Which lines in the rows below contain the word "office"? Copy out every one of them in full.

+ + +

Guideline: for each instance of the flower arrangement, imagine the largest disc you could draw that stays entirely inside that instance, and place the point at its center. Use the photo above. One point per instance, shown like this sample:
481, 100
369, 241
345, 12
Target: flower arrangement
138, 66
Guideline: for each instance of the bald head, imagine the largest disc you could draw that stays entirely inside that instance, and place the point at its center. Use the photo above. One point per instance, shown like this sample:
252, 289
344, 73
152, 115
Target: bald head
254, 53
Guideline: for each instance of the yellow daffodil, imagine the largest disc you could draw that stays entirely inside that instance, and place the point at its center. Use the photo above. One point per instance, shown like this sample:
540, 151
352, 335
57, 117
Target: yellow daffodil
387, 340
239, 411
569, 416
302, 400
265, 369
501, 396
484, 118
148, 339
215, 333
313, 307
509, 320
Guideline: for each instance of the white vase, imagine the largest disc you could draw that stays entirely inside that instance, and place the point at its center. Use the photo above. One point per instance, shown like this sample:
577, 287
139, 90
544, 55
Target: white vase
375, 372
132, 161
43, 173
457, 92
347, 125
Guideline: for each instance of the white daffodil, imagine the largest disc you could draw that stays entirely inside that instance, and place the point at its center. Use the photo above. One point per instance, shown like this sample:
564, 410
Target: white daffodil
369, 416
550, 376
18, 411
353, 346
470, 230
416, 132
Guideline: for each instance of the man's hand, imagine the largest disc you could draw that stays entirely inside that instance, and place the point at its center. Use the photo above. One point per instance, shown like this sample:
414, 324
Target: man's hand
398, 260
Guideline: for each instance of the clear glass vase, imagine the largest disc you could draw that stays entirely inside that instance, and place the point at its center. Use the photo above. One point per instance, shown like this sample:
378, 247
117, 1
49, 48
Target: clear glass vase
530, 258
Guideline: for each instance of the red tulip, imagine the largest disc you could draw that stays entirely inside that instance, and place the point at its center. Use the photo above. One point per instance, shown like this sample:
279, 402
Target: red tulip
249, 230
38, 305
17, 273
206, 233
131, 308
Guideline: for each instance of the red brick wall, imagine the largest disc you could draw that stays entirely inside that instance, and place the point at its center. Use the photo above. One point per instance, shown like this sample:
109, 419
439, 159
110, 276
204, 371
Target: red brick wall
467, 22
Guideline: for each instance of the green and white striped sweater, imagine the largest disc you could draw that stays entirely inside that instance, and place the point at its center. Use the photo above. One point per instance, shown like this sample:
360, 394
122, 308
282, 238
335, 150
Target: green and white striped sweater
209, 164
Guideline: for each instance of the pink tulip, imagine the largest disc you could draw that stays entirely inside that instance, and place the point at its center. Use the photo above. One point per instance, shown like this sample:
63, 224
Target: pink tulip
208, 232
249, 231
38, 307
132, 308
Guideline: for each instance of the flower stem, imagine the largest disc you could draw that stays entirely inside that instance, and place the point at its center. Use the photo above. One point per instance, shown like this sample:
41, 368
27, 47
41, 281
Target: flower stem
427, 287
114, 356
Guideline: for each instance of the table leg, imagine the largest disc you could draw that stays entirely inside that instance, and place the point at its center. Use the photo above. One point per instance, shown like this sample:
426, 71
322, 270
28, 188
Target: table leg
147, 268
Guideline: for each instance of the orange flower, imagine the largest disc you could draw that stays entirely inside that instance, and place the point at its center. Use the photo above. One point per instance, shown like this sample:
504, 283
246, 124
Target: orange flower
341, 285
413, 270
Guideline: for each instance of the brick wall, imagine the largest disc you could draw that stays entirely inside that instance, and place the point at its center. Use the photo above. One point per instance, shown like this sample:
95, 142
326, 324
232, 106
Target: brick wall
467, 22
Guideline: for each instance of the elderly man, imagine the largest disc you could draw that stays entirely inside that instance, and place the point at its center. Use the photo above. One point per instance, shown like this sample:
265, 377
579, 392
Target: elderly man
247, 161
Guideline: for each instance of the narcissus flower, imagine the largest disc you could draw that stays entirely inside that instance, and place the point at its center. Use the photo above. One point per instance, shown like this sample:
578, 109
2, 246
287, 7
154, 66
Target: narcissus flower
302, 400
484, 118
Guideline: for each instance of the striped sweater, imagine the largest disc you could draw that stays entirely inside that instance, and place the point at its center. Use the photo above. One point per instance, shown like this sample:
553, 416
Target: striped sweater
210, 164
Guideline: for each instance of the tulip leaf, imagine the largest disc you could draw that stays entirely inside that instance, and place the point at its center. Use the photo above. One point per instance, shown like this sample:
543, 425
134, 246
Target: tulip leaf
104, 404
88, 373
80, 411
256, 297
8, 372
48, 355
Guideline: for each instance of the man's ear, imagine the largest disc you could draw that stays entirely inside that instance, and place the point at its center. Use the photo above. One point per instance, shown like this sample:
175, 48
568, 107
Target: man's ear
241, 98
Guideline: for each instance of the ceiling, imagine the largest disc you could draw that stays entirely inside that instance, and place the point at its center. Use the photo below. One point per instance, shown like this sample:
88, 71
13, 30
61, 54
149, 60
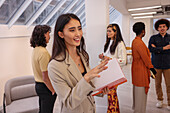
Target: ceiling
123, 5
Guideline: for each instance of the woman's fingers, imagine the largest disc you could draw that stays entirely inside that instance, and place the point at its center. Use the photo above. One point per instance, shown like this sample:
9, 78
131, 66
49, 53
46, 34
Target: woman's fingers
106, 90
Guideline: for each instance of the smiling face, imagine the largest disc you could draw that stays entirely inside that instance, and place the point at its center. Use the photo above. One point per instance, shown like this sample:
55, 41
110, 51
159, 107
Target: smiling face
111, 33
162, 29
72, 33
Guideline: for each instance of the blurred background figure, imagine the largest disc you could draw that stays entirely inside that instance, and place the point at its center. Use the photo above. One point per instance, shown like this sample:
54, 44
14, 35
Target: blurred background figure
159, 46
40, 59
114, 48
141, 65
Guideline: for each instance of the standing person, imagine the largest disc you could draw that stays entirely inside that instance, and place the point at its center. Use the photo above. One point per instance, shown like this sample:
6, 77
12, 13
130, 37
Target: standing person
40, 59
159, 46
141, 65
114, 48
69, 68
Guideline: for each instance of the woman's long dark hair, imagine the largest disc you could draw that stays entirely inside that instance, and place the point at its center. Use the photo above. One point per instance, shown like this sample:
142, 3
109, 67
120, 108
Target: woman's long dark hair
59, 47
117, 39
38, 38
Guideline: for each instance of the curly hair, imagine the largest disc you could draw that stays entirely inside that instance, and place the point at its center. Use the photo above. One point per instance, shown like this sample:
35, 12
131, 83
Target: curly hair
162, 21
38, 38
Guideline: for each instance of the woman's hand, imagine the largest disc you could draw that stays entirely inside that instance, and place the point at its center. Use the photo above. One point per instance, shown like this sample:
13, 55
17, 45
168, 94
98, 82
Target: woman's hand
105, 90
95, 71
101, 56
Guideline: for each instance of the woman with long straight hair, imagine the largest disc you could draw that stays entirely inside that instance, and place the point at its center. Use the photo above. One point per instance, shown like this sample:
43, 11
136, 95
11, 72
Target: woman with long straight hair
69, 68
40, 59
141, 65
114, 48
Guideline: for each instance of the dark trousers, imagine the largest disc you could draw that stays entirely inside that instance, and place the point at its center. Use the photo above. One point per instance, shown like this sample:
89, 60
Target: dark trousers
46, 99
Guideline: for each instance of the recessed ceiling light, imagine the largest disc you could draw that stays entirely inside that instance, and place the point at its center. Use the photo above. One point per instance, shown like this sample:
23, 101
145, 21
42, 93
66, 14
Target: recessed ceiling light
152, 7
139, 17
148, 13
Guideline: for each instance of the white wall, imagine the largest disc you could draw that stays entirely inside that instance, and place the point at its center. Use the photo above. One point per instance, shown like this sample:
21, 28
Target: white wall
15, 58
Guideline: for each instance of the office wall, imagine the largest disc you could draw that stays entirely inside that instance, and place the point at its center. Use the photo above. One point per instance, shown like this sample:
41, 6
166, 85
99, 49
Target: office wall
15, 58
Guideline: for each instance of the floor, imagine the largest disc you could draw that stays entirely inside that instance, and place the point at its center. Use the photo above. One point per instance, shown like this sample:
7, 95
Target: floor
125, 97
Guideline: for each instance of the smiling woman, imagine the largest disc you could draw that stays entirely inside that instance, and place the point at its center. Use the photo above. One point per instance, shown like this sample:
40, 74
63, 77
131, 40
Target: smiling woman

+ + +

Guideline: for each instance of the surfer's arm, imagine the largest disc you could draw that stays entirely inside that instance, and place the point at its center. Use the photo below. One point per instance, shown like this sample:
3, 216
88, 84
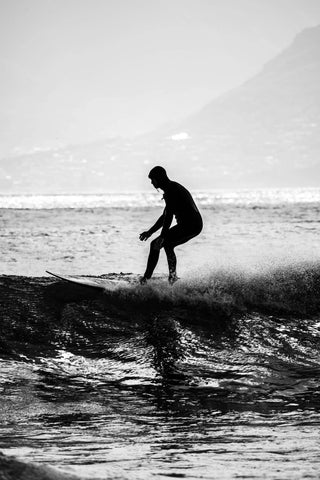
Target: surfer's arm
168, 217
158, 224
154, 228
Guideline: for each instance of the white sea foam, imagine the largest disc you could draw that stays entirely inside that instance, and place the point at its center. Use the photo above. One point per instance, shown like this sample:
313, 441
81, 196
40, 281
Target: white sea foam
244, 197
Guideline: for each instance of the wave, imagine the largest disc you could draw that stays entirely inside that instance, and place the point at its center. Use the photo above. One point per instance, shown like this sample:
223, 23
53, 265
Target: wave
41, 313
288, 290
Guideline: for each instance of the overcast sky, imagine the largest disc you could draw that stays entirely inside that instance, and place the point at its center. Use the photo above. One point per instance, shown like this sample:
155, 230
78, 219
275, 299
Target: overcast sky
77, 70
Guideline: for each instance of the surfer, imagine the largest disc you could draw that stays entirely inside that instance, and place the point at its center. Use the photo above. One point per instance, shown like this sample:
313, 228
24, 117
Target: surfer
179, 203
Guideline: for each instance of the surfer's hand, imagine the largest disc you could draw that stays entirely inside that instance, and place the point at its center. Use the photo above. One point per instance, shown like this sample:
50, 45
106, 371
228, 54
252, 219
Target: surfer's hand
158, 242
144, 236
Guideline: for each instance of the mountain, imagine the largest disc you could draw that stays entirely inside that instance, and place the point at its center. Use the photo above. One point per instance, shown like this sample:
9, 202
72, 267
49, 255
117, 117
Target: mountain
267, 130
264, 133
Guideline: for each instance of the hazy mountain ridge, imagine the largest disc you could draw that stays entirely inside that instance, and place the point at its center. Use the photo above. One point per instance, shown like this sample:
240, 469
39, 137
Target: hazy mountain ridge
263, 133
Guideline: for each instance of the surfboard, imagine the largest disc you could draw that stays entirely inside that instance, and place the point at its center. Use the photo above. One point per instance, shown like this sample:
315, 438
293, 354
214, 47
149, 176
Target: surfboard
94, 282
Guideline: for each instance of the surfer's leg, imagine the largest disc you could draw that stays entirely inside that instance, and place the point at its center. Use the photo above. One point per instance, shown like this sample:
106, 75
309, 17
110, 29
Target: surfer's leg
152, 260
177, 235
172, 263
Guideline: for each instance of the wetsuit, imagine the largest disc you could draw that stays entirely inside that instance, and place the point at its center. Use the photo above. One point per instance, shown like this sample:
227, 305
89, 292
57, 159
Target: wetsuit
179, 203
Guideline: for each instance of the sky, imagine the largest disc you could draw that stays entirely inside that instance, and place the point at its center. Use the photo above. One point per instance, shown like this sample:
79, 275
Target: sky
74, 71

+ + +

- [COMPLETE RESPONSE]:
Guideline: for each instance of the office wall, imagine the largest disc you could draw that stays entirely inside that instance, and place the point at its center. Use the photo above. One point per instance, shown like this sample:
Target: office wall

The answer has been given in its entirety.